(Entries on locating named things)
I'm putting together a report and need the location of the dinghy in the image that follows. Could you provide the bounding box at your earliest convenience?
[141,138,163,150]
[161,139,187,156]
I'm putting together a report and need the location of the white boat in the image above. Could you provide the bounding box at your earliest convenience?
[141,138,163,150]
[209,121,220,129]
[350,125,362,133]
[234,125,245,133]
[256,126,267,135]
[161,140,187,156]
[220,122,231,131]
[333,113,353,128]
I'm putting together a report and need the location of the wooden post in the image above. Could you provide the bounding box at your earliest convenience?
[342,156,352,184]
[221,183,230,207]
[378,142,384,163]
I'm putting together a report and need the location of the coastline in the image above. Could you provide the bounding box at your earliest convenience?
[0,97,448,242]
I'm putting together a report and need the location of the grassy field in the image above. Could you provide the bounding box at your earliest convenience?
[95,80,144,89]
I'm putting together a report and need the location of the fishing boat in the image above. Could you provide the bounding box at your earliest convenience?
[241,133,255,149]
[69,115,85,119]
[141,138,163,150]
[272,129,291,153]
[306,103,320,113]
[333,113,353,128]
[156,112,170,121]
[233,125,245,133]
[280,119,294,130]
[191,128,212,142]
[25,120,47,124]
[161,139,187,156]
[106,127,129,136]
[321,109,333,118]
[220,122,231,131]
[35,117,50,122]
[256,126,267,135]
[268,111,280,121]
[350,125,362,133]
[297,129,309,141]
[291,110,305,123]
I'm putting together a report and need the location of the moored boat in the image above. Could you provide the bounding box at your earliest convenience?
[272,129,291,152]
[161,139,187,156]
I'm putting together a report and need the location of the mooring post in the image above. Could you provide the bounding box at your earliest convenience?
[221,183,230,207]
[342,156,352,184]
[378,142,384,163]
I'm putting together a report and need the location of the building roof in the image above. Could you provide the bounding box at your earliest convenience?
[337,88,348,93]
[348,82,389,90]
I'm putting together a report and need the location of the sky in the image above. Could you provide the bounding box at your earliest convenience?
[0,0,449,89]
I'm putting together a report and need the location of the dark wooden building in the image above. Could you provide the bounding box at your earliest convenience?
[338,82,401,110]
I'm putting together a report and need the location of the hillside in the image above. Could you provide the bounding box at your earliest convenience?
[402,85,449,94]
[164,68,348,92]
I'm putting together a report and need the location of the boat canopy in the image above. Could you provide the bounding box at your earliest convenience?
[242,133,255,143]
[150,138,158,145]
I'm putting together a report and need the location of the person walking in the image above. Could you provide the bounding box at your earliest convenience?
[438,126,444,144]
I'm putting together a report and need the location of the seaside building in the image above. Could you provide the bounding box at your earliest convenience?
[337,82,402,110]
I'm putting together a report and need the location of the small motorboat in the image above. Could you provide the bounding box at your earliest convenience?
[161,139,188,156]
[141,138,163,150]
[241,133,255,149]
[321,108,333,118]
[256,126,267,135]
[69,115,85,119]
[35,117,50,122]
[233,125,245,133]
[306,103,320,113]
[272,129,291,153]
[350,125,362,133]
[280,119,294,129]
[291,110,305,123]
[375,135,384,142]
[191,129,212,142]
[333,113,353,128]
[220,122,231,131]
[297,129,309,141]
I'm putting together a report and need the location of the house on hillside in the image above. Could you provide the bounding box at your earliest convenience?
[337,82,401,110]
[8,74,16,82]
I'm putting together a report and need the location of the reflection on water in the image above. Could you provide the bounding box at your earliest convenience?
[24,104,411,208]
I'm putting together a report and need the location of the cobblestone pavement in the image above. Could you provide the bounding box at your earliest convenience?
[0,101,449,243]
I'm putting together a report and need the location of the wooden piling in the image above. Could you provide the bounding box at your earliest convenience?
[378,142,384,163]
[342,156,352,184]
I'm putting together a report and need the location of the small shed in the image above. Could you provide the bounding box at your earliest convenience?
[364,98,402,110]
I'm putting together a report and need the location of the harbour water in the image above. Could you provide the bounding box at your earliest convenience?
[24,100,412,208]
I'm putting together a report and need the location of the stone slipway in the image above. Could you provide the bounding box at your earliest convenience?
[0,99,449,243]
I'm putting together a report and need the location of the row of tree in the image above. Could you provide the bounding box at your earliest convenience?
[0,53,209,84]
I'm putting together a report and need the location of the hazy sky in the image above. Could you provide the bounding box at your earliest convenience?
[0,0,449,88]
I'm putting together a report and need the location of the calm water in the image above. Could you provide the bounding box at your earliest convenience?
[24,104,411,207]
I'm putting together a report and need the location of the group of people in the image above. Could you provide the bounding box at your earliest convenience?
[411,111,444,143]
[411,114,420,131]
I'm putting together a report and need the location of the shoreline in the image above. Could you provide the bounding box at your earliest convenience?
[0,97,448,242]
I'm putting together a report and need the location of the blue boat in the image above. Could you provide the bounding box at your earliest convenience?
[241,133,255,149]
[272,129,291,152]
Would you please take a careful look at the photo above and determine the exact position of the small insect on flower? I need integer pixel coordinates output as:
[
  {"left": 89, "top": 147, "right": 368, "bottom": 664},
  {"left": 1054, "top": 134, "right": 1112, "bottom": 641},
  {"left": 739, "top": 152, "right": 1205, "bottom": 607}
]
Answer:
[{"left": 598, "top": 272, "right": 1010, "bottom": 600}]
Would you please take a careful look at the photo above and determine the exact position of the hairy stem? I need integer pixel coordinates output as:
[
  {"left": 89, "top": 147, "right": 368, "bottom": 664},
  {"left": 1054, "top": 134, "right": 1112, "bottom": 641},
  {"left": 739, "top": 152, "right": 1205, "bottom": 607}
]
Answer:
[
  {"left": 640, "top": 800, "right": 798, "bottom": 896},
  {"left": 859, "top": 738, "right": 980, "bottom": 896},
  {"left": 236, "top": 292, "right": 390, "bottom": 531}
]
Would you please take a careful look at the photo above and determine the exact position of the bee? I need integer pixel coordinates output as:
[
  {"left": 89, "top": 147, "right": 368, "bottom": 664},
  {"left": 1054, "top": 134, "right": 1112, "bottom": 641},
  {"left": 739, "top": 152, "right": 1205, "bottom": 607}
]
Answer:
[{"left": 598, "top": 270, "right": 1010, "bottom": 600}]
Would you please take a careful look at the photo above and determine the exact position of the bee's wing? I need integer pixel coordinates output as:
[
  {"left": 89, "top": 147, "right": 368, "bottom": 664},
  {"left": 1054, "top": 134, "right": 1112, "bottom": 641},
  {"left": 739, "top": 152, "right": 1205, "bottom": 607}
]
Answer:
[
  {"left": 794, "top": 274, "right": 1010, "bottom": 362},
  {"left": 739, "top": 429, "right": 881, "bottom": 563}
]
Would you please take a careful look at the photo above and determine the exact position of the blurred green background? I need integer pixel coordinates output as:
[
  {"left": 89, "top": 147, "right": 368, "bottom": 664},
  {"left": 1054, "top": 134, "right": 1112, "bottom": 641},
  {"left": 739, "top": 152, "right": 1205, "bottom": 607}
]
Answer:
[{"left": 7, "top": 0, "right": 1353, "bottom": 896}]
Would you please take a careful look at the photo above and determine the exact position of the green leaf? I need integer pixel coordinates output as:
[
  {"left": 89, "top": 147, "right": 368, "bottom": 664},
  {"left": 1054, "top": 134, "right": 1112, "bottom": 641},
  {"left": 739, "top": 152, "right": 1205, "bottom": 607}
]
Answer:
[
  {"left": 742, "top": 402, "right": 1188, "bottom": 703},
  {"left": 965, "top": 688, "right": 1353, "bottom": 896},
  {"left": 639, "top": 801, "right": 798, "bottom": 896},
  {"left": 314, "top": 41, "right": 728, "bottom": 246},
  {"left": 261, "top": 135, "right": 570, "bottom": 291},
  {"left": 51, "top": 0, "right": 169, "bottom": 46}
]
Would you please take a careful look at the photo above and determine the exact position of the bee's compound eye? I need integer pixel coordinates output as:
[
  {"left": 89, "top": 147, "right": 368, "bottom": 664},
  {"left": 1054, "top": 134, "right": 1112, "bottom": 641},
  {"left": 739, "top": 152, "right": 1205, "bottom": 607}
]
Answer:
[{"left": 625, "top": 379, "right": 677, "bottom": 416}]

Set task: State only how many lines of the entries above contain the string "wooden". Matches must agree in case.

Full output: 3